[ENTRIES start]

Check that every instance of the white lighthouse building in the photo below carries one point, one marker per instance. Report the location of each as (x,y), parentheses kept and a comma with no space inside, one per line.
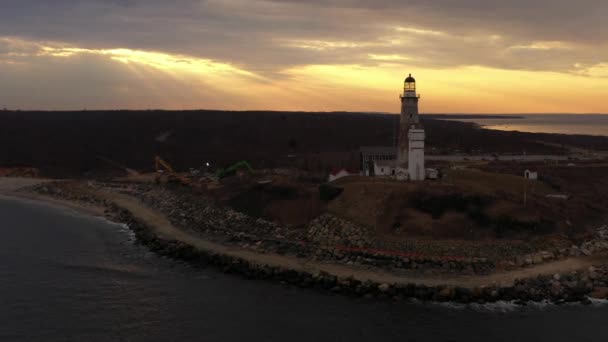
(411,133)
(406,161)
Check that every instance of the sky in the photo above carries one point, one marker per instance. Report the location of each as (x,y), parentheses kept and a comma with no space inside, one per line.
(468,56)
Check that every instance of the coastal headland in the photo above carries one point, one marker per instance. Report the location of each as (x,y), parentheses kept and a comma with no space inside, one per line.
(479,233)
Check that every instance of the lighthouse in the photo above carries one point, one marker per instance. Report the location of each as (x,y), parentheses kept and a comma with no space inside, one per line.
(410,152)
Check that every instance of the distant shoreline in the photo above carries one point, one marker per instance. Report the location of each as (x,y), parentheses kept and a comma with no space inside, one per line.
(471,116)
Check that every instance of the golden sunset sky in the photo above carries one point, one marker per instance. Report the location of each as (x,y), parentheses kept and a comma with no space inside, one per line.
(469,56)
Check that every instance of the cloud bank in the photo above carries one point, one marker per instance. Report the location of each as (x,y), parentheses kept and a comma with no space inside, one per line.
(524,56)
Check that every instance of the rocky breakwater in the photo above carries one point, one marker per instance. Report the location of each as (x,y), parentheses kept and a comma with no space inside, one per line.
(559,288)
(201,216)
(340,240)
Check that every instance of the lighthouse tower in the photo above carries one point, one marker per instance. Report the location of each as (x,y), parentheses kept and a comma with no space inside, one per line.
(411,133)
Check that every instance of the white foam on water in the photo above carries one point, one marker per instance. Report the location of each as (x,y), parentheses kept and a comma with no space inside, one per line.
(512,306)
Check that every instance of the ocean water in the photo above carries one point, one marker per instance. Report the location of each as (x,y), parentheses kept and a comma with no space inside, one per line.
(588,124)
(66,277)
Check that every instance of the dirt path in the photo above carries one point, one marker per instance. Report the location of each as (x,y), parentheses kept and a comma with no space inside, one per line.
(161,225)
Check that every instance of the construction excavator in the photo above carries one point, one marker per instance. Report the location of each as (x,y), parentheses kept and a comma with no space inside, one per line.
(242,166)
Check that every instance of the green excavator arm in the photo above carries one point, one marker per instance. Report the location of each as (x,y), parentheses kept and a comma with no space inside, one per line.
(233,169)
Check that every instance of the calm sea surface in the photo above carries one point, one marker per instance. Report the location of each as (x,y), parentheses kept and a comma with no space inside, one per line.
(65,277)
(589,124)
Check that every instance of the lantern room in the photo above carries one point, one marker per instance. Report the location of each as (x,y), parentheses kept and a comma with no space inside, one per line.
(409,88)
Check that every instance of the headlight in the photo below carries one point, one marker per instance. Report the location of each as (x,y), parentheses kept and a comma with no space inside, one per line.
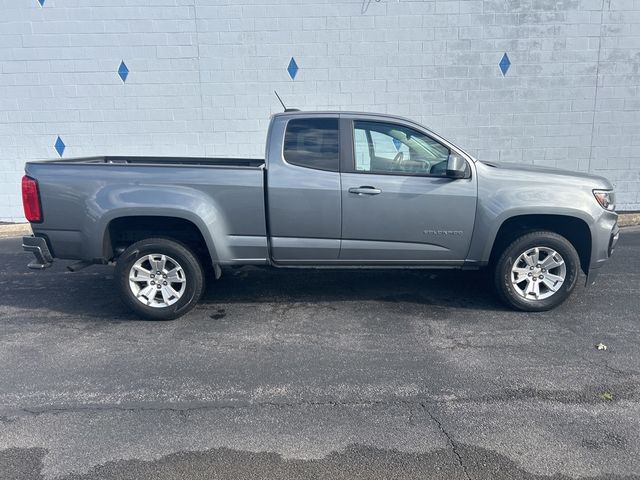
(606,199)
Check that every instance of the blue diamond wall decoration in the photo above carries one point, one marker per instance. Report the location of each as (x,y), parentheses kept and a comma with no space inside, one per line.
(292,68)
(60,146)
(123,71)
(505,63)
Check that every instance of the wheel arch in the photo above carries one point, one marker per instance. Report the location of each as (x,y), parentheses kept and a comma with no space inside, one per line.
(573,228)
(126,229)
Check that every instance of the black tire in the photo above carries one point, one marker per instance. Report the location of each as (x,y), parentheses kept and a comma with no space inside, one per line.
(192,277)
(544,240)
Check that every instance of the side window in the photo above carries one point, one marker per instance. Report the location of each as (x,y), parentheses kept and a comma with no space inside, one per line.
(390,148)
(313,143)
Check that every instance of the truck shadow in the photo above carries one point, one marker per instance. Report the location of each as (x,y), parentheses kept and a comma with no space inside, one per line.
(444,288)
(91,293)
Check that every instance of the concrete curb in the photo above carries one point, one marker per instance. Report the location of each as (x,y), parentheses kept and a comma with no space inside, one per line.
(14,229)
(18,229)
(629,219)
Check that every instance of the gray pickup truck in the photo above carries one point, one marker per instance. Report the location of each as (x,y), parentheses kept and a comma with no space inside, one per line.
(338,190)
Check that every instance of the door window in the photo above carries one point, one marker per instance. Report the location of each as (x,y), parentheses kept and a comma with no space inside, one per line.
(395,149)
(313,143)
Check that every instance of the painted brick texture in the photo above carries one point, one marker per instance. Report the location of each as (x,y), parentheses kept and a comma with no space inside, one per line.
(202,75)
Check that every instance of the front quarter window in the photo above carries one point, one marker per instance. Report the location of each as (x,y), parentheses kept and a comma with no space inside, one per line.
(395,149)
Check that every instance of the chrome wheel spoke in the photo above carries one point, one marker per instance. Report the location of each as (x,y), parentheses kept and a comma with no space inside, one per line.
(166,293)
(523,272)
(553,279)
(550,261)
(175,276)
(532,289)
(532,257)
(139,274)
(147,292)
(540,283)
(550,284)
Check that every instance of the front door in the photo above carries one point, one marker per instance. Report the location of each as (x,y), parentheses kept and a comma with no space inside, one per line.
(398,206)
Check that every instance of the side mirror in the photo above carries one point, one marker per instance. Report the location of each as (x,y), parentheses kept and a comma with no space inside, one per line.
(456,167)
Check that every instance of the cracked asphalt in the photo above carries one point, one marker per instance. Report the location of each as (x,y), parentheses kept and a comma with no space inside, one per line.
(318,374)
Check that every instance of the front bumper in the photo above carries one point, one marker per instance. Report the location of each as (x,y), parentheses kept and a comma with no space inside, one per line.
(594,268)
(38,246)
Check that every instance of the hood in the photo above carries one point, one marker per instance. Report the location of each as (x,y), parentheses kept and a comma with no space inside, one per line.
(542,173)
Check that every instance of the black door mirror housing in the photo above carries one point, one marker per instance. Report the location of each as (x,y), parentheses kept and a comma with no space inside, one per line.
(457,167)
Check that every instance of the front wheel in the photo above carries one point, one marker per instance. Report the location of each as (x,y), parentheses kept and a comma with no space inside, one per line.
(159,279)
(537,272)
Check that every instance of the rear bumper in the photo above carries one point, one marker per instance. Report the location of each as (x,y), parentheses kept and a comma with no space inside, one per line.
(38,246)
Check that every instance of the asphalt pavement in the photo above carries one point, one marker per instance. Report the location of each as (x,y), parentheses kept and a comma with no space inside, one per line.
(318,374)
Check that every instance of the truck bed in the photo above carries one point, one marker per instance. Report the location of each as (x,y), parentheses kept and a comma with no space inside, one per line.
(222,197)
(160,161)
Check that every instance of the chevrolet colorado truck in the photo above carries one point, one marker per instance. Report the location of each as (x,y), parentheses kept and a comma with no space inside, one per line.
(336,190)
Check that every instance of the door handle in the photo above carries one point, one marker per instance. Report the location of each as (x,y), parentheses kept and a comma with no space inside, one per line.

[ENTRIES end]

» TASK BRIEF: Reproduce every entry word for word, but omit the pictures.

» COMPLETE ANSWER:
Check that every instance of the white lighthouse building in the photo below carries one point, one marker per instance. Report the location of each as (x,y), parentheses kept and a comma with no space inside, one per line.
(411,133)
(406,161)
Check that every instance of the sky in the photo above carries one point, one marker per instance. Report the location of each as (x,y), parentheses kept and a comma with no space inside, one per line.
(468,56)
Check that every instance of the coastal headland in the photo above carries one point, one marker per instance. Report the location of each as (x,y), parentheses kept and a comma with no space inside, one per line.
(479,233)
Check that every instance of the lighthouse in the photo above carries one point, one marker per instance. Report the location of each as (x,y), parentheses kept and a comma with no space inside, one per line.
(410,152)
Check that every instance of the distant shoreline in the photo above carries one point, one marker per instance. Report the location of each as (x,y), parentheses kept and a comma with no space inside, one per line.
(471,116)
Check that every instance of the golden sunset sky in the photo above carries one point, one marker per instance. Report the location of each as (x,y), parentheses kept and a comma with no space inside, one per line.
(469,56)
Check that every instance of the cloud bank in the photo above carries one point, one marker per instance. Report the location of each as (x,y), parentheses kept and a comma with no space inside, one per line.
(524,56)
Check that every instance of the rocky breakwater in the photo above carries one point, one marker per instance. Report the location of each as (x,y), parentheses kept and a comma with no space inside, one per line.
(559,288)
(201,216)
(340,240)
Check that every instance of the lighthouse tower in the photo above carries one point, one marker per instance. Report the location of each as (x,y), parentheses kept and a comma with no space inside, one per line.
(411,133)
Check that every instance of the white foam on water in the photo above carries one point, one marker per instance. Report the location of each as (x,y), parentheses kept and a comma with no space inside, one per line.
(512,306)
Check that every instance of the ocean water in the photo above carries one point, one marker per instance. Report the location of each as (x,y), parentheses kept and a comma with no space inside, one per line.
(588,124)
(66,277)
Check that every instance of the dirt path in the photo above carries one point, one marker per instance. Report the location of each as (x,y), parentheses kept and a comma with no space inside, one per line.
(161,225)
Check that every instance of the construction excavator in the photo above carries one point, one marker per instance. Report the location of each as (x,y), parentheses kept and a comma with no space inside, one per line.
(242,166)
Check that every instance of the green excavator arm in the photo above carries one point, one marker per instance. Report the location of each as (x,y), parentheses kept and a comma with no space inside, one per line.
(233,169)
Check that every instance of the calm sea surface in the photo above carries one point, one marker per instance. Report the location of each as (x,y), parentheses kept and a comma with no space inside, one per line.
(65,277)
(589,124)
Check that every instance of the lantern room in the photo above carries one point, one marker per instance. Report the location of each as (x,y), parentheses kept and a comma with no space inside, one per line.
(409,88)
Check that every instance of the headlight in the photo below carries one point, one marker per instance. Report the location of each as (x,y), parentheses kept and a comma with no space inside, one per line.
(606,199)
Check that every instance of the blue diamond wall decoration in the photo above carries one point, one marker per instance. Report the location of each as (x,y), parentheses kept and a comma with no space inside, one per line.
(292,68)
(60,146)
(123,71)
(505,63)
Check that every instance of the wheel arch in the photo above carries one point, one marker per instance. Report the location of each as (x,y), parentheses kept and a comma with no space inside, one per line.
(573,228)
(126,229)
Check that every instance of the black tire in the photo above carries one point, one marker per instance. Report the location of each as (x,y), parentheses kept and a comma with no space inside, one per line.
(192,277)
(544,240)
Check that every instance of the side window in the photo above carries one point, one marker per instance. Report the location of each as (x,y), parentheses kept and a comma with no space inside, one per line.
(390,148)
(313,143)
Check that every instance of the truck shadow in the photo above carries one point, one marker per instance. Report the location of each as (x,y), parentheses kept and a comma with no space inside, one per line.
(444,288)
(91,293)
Check that every instance of the concrete curb in the photo above carries one point, one marker per instance. Report the location of each as (x,y), parentheses kept and a comma with no space inside, one per line.
(14,229)
(18,229)
(629,219)
Check that every instance of the gray pickup truck in the photo above carries one point, one marker per instance. Report the location of each as (x,y), parentheses kept and a comma with no space inside, one per line.
(338,190)
Check that every instance of the door window in the photo above carries one point, one marker per instance. Report the location of each as (x,y), parentheses kept and a comma with no space inside, one per line.
(395,149)
(313,143)
Check that every instance of the painted brick texture in the photo above carries one point, one marker per instance. Report the location of each as (x,y), parentheses kept and a comma with no space inside, one per line.
(202,75)
Check that every instance of the front quarter window in the photo above carries one point, one marker per instance. Report the location of each as (x,y), parentheses kept and a comma with no space inside, one per line.
(395,149)
Check that every instance of the chrome wheel spoke in the photo above carries one point, one marker per instance. Report the location of each as (x,y), parentheses kept and a comma with no space inside, one per line.
(166,293)
(523,272)
(553,279)
(550,261)
(175,276)
(532,289)
(532,257)
(139,274)
(147,292)
(540,283)
(550,284)
Check that every instance of the front door in the photo above carries one point, one marker per instance. Report the location of each as (x,y), parentheses kept and a comma with no space inside, one per line.
(398,206)
Check that every instance of the side mirror in the photo above carries one point, one marker per instance. Report the location of each as (x,y), parentheses kept and a comma with no space inside, one per line.
(456,167)
Check that every instance of the cracked asphalt in the photo above carries one point, one marker per instance. Report the location of each as (x,y), parentheses kept and a comma with no space inside, one per line.
(318,374)
Check that every instance of the front bumper in the photo above carries one point, one marker per instance. Report the location of each as (x,y), parentheses kept and a comma with no space inside, one per line.
(594,268)
(38,246)
Check that every instance of the hood in the photo above carries one point, one marker per instance. Report the location of each as (x,y), parentheses kept and a comma with no space inside, one per line.
(542,173)
Check that every instance of the black door mirror housing in the photo above carries one point, one marker per instance. Report the location of each as (x,y), parentheses kept and a comma with no space inside, one per line.
(457,167)
Check that every instance of the front wheel in the photo above carries one point, one marker per instance. Report the location of each as (x,y), parentheses kept and a comma with no space inside, one per line.
(159,279)
(537,272)
Check that every instance of the rear bumper in the photo above carries one point, one marker per instance. Report the location of each as (x,y), parentheses kept and a comma with no space inside, one per line.
(38,246)
Check that every instance of the asphalt pavement in the photo above carries one point, one marker per instance. Report the location of each as (x,y), parentheses kept and a comma with no space inside, one per line.
(318,374)
Check that every instance of the truck bed in the photo above carries one point, one marker per instance. Report the location of each as (x,y), parentheses kept and a comma with no space inside, one per line.
(222,197)
(160,161)
Check that every instance of the chevrolet colorado truck in the photo above carries one point, one marker per instance. Report the location of each as (x,y), parentheses kept and a comma with no space inside, one per line.
(336,190)
Check that every instance of the door handle in the photo above carries one point, one marker per instance. Report the location of each as (x,y), parentheses kept and a comma with no space inside, one per line.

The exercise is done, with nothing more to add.